Direction A
Name every person who appears in the account of Dutton v Poole in the notes on stranger to consideration.
Direction B
Summarize the notes on stranger to consideration in two sentences.
Direction C
Write the next part of the notes on stranger to consideration, picking up after their last sentence.

Given text
Stranger to consideration - a person is sometimes a party to the contract but stranger to


consideration. The promisee who doesn't give the consideration himself as the consideration is
given by some other person, is a stranger to consideration.

Dutton v Poole (1688)


The father of the bride was about to sell the timber on his estate so as to provide for a marriage
portion for her. However, he refrained from doing so on the promise of the eldest son to pay the
amount to her. It was held that the daughter could maintain an action against the son on his
promise to the father though she was neither a party to the contract nor had the consideration
moved from her.
Daughter was a stranger to contract and stranger to consideration.
Early exception to doctrine of privity of contract - acknowledging rights for certain third parties
based on family relationships.
The court recognised her as indirect beneficiary, highlighting the familial bond as extending the
consideration from the father to his children.

Entries taken from a collection

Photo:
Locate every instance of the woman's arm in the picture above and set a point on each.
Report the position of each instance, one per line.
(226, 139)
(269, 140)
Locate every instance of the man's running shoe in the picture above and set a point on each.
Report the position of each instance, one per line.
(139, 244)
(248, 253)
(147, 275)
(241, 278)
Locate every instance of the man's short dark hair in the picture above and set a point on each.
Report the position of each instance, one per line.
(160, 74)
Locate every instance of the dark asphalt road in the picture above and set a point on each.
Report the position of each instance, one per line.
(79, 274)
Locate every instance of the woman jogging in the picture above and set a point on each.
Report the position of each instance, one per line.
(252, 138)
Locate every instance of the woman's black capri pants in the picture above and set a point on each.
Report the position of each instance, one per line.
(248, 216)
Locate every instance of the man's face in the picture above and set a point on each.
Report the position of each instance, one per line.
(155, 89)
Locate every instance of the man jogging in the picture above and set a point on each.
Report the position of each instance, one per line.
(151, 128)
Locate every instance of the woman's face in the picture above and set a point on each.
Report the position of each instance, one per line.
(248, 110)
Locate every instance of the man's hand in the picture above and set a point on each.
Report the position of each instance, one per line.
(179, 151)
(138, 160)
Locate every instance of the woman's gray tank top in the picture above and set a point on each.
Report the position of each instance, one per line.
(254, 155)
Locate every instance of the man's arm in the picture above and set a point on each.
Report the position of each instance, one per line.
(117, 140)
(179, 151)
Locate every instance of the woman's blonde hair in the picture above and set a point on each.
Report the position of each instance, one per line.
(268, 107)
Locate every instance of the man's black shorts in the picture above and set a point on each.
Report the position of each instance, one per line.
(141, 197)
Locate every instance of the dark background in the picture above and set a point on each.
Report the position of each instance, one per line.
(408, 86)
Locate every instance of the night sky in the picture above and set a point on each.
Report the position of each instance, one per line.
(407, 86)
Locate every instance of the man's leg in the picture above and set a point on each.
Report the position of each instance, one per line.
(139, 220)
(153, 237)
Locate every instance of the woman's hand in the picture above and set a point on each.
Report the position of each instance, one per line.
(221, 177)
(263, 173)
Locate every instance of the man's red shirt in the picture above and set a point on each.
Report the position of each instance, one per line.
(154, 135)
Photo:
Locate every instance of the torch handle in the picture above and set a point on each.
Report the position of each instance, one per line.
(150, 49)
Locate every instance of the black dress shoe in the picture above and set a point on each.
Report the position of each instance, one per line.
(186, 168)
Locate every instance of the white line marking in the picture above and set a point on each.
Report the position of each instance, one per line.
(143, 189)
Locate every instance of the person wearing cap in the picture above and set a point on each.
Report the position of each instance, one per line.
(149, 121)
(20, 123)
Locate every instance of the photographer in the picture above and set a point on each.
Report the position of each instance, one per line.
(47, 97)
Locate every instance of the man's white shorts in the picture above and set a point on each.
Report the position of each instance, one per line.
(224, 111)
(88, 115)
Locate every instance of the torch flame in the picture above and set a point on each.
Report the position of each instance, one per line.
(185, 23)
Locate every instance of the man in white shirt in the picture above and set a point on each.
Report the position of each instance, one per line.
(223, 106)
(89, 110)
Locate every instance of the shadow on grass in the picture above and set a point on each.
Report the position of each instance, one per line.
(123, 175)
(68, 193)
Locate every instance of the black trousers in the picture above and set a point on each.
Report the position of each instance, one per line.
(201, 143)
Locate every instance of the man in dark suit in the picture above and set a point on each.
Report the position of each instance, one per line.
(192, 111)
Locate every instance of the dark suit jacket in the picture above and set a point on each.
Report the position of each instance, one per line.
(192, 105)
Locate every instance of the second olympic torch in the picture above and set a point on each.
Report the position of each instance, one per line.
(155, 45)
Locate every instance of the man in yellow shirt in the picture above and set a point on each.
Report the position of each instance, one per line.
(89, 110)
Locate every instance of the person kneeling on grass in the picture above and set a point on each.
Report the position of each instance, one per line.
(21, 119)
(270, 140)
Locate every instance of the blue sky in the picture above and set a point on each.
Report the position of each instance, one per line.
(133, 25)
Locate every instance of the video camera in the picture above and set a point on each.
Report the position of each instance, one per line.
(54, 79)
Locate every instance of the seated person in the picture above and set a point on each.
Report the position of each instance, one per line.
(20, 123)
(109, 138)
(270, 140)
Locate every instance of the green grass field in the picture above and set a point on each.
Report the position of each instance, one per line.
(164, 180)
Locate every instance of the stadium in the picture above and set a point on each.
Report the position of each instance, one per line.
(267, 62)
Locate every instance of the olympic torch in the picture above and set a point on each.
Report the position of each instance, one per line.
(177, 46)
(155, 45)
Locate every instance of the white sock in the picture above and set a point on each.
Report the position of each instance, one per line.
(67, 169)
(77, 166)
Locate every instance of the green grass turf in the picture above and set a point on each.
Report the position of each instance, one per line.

Final answer A
- The father of the bride
- The bride, his daughter
- The eldest son

Final answer B
A person can be a party to a contract but a stranger to consideration when the consideration is given by someone else. In Dutton v Poole (1688), a daughter was allowed to sue the eldest son on his promise to her father to pay her marriage portion, even though she was neither a party to the contract nor the source of the consideration, which made the case an early exception to privity of contract based on family relationships.

Final answer C
The above case has been overruled in the below case:

Tweedle v Atkinson (1861)


The respective fathers of Husband and wife agreed that each should pay a sum of money to the
husband, and that the husband should have full power to sue for such sums. After the death of
both the contracting parties, the husband sued the executors on the agreement of the Wife’s
father. The action was not maintainable as the Husband was a stranger to the consideration. This
case overruled the decision in Dutton v Poole (1688). This is the landmark judgment that
provides that in English law there is a privity of contract as well as privity of consideration.

The rule of privity of contract means that a stranger to contract cannot sue for enforcing the
contract.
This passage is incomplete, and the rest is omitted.